*** Data excerpts

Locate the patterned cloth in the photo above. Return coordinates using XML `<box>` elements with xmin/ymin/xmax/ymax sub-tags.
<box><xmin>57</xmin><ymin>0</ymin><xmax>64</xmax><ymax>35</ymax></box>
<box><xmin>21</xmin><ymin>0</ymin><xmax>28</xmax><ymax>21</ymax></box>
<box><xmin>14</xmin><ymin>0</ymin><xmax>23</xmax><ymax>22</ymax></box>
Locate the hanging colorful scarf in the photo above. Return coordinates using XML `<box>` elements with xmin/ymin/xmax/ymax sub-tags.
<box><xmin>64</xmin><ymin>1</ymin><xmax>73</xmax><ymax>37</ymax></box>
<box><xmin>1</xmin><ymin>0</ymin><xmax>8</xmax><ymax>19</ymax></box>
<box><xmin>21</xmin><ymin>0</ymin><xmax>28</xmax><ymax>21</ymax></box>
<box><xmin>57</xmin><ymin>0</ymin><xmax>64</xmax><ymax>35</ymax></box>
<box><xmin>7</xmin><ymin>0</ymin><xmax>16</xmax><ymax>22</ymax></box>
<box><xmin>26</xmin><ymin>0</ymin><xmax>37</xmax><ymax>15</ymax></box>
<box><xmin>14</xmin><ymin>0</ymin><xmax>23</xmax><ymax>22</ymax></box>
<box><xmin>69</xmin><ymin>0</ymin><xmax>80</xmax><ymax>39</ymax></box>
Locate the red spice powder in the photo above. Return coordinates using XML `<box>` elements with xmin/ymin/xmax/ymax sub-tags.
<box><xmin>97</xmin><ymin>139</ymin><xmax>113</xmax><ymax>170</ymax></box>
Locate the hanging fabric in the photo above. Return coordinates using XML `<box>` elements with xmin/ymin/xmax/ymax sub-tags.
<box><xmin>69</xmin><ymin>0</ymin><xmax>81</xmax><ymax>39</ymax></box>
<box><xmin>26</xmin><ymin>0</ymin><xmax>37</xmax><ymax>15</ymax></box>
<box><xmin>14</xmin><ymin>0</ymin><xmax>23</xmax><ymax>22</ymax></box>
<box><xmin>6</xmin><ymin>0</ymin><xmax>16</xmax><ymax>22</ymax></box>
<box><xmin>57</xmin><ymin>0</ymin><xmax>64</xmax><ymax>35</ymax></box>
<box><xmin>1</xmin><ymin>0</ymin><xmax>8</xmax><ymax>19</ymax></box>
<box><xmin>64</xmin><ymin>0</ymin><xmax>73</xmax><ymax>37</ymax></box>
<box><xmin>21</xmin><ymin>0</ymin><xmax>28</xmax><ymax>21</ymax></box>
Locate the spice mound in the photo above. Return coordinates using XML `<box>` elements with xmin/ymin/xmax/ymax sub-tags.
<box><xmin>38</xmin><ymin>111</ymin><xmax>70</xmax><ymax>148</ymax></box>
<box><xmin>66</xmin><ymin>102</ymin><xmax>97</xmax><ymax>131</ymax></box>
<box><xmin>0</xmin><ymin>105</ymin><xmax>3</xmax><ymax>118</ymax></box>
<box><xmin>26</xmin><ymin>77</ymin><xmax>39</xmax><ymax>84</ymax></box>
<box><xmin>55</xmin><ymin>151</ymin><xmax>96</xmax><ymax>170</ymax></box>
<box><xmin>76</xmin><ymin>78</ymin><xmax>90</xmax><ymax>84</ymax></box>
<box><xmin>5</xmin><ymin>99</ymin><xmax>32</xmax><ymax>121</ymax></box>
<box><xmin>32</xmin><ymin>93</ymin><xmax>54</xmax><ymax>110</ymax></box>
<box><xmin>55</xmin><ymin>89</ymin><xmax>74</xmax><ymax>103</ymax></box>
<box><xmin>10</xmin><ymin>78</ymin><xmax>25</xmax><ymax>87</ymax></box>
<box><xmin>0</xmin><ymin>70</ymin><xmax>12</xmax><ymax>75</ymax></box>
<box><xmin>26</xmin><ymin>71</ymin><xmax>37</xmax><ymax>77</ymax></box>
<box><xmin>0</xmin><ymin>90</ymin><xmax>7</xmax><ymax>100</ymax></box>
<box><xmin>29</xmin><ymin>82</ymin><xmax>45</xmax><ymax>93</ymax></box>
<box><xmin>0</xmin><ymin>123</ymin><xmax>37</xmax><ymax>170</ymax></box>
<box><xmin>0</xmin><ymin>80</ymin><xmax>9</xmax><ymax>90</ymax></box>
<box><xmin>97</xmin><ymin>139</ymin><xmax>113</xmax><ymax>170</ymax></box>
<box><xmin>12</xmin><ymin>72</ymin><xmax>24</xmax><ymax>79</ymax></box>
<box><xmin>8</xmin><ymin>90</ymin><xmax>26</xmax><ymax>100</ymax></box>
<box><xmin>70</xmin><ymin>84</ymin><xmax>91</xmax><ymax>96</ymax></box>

******

• [Aim]:
Pull out every row above that contains the word "hanging", matching case exactly.

• [Written reply]:
Locate the hanging colorful scarf in the photo above. Return coordinates using XML `<box>` elements with xmin/ymin/xmax/ymax sub-tags.
Locate the hanging fabric in the photo above. Return coordinates using XML `<box>` elements with xmin/ymin/xmax/ymax sub-tags.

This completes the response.